[start Page]

MAPE Tasks

The primary responsibility of the agents is to manage the system’s assets—entities and components that can be configured and/or must be monitored. Typical assets include application components, available configuration mechanisms, and the telemetry system. The MAPE tasks continuously monitor the state of these assets, analyze their condition, determine whether a new configuration plan is required, and, if so, create and execute the plan using the mechanism plugins. The Analyze and Plan tasks invoke the logic implemented in the policy plugins, whereas the Execution task uses the mechanism plugins.

Monitor🔗

The Monitor task runs periodically, collecting information from the environment and updating the agent's internal state. This information is sourced from the telemetry system, external mechanisms (via Southbound API mechanism plugins), and other external entities (e.g., other agents). Although there is only a single instance of the Monitor task, it is adaptive; its configuration can change at runtime based on the agent’s current requirements. A fundamental configuration parameter is the frequency and type of information retrieved from the telemetry system. For example, when a new application is submitted to the system, additional telemetry metrics may need to be collected and incorporated into the internal state.

[end Page]
[start Data section]

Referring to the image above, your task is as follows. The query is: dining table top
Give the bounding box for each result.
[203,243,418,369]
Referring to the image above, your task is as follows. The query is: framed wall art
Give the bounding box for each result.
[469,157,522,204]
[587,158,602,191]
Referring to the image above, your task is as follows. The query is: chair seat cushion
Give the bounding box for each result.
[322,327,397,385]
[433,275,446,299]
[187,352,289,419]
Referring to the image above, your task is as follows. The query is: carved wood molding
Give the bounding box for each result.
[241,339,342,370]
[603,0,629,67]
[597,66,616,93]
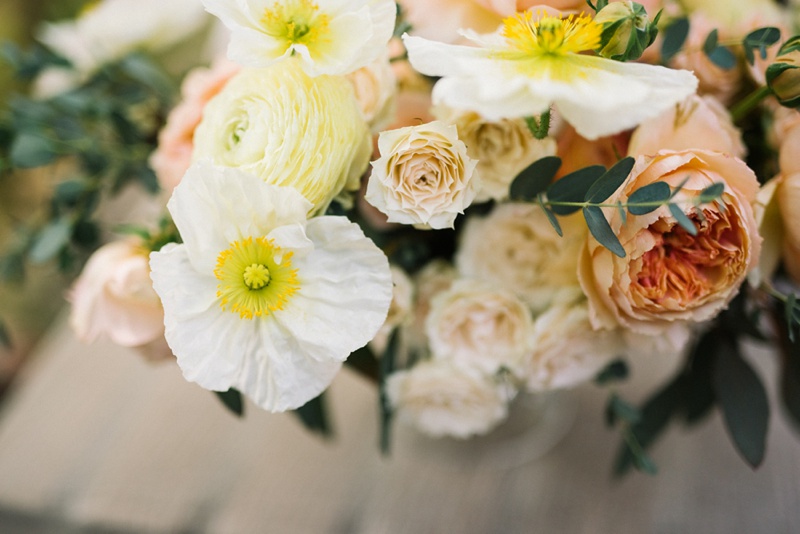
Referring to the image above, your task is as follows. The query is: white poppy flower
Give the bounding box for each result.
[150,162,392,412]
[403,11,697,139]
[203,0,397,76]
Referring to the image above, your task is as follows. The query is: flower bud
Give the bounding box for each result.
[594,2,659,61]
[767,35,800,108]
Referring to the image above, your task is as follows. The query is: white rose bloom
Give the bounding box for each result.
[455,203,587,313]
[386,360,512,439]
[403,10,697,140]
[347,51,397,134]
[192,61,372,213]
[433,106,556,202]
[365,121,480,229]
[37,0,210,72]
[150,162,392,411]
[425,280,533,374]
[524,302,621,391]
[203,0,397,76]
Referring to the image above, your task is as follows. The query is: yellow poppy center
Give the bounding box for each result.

[end Data section]

Short exercise: From the MAPE tasks page, transcribe the text between "The primary responsibility" and "uses the mechanism plugins.", inclusive.

Task answer:
The primary responsibility of the agents is to manage the system’s assets—entities and components that can be configured and/or must be monitored. Typical assets include application components, available configuration mechanisms, and the telemetry system. The MAPE tasks continuously monitor the state of these assets, analyze their condition, determine whether a new configuration plan is required, and, if so, create and execute the plan using the mechanism plugins. The Analyze and Plan tasks invoke the logic implemented in the policy plugins, whereas the Execution task uses the mechanism plugins.